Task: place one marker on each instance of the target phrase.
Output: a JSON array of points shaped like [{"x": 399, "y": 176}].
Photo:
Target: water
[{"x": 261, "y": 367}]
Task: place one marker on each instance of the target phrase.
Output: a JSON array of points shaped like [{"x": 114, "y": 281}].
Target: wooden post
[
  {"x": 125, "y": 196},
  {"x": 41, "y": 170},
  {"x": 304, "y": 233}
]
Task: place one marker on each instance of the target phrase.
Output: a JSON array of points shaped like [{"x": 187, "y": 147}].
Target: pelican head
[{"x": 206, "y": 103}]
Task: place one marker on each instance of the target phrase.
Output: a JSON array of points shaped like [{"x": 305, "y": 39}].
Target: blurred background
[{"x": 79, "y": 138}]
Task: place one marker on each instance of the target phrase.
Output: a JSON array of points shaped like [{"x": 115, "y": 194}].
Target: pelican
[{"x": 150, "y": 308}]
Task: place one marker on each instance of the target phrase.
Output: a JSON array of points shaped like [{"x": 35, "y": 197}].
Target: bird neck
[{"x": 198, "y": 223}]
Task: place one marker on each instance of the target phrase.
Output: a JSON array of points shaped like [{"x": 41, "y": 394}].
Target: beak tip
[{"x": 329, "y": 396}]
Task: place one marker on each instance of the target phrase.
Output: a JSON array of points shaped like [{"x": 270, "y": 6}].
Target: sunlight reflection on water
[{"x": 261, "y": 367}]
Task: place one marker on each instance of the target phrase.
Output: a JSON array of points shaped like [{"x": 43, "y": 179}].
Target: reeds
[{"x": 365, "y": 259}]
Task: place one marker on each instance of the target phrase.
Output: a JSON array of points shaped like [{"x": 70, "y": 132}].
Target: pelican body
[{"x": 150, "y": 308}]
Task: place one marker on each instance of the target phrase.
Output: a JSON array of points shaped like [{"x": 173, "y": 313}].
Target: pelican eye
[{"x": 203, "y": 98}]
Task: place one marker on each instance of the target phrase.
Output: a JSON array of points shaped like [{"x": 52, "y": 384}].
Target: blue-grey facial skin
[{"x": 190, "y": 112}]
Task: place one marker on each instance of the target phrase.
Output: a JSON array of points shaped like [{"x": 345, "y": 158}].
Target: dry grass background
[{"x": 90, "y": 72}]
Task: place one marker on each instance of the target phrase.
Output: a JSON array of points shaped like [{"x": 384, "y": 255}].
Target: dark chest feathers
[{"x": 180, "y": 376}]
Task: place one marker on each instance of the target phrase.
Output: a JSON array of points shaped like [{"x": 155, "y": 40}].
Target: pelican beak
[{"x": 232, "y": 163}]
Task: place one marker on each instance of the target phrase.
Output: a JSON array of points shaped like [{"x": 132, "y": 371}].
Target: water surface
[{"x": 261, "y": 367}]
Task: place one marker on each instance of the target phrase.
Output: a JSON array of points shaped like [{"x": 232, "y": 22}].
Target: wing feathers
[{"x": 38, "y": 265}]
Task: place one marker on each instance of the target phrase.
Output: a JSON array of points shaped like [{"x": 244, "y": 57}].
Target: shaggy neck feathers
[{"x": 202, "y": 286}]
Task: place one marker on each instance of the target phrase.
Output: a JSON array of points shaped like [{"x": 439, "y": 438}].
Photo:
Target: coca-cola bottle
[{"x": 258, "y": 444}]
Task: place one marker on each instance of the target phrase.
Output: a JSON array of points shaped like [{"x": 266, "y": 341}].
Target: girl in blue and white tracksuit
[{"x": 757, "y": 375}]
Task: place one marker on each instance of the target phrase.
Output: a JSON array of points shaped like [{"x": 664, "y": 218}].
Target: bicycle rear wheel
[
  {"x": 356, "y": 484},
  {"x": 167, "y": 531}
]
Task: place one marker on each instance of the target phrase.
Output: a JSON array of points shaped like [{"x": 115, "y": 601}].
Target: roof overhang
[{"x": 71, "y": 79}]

--------------------------------------------------

Task to complete → Everything in the data above must be reproduced exactly.

Your solution →
Task: place one marker on each instance of the target phrase.
Output: a JSON array of points shaped like [{"x": 399, "y": 176}].
Photo:
Target: water
[{"x": 261, "y": 367}]
Task: place one marker on each instance of the target phrase.
Output: a JSON array of points shaped like [{"x": 114, "y": 281}].
Target: wooden post
[
  {"x": 125, "y": 196},
  {"x": 41, "y": 170},
  {"x": 304, "y": 233}
]
Task: place one marker on each instance of the target phrase.
Output: a JSON array of points shaped like [{"x": 187, "y": 147}].
Target: pelican head
[{"x": 206, "y": 103}]
Task: place one marker on each instance of the target phrase.
Output: a JSON array of points shaped like [{"x": 305, "y": 39}].
Target: blurred background
[{"x": 79, "y": 138}]
Task: place one marker on each instance of the target phrase.
Output: a JSON array of points shaped like [{"x": 115, "y": 194}].
Target: pelican
[{"x": 150, "y": 308}]
Task: place one marker on each instance of the target phrase.
Output: a JSON array of points shaped like [{"x": 35, "y": 197}].
Target: bird neck
[{"x": 198, "y": 223}]
Task: place one marker on each instance of the target phrase.
Output: a JSON array of points shaped like [{"x": 41, "y": 394}].
Target: beak tip
[{"x": 329, "y": 396}]
Task: place one marker on each instance of the target phrase.
Output: a JSON array of points shaped like [{"x": 270, "y": 6}].
Target: sunlight reflection on water
[{"x": 261, "y": 367}]
Task: place one marker on each instance of the target phrase.
Output: a JSON array of points shaped like [{"x": 43, "y": 179}].
Target: reeds
[{"x": 365, "y": 259}]
Task: place one marker on each instance of the target phrase.
Output: a JSON array of points shaped like [{"x": 70, "y": 132}].
Target: pelican body
[{"x": 150, "y": 308}]
Task: place one marker on each instance of the target phrase.
Output: a JSON array of points shaped like [{"x": 173, "y": 313}].
Target: pelican eye
[{"x": 203, "y": 98}]
Task: place one marker on each instance of the target phrase.
Output: a JSON array of points shaped like [{"x": 52, "y": 384}].
Target: blue-grey facial skin
[{"x": 190, "y": 112}]
Task: place one marker on each instance of the target phrase.
Output: a JSON array of points shaped like [{"x": 345, "y": 158}].
Target: dry grass background
[{"x": 90, "y": 72}]
Task: place one marker on each instance of the target phrase.
Output: a JSON array of points shaped like [{"x": 384, "y": 255}].
Target: dark chest feathers
[{"x": 180, "y": 376}]
Task: place one marker on each instance of the target phrase.
Output: a JSON array of points shaped like [{"x": 155, "y": 40}].
Target: pelican beak
[{"x": 232, "y": 163}]
Task: place one marker on each instance of the target phrase.
Output: a JSON array of points shaped like [{"x": 132, "y": 371}].
Target: water surface
[{"x": 261, "y": 367}]
Task: place one marker on each instance of the target phrase.
Output: a JSON array of points shaped like [{"x": 232, "y": 22}].
Target: wing feathers
[{"x": 38, "y": 265}]
Task: place one marker on each instance of the target phrase.
Output: a JSON array of points shaped like [{"x": 244, "y": 57}].
Target: shaggy neck feathers
[{"x": 202, "y": 286}]
Task: place one marker on each instance of the target phrase.
Output: a JSON array of points shaped like [{"x": 439, "y": 438}].
Photo:
Target: coca-cola bottle
[{"x": 258, "y": 444}]
Task: place one marker on each instance of the target phrase.
Output: a JSON array of points shaped like [{"x": 266, "y": 341}].
Target: girl in blue and white tracksuit
[{"x": 757, "y": 375}]
Task: place one marker on each instance of the target phrase.
Output: a JSON array of points shaped like [{"x": 664, "y": 218}].
Target: bicycle rear wheel
[
  {"x": 356, "y": 484},
  {"x": 167, "y": 531}
]
Task: place one marker on each instance of the target phrase.
Output: a JSON array of points shaped like [{"x": 115, "y": 601}].
Target: roof overhang
[{"x": 71, "y": 79}]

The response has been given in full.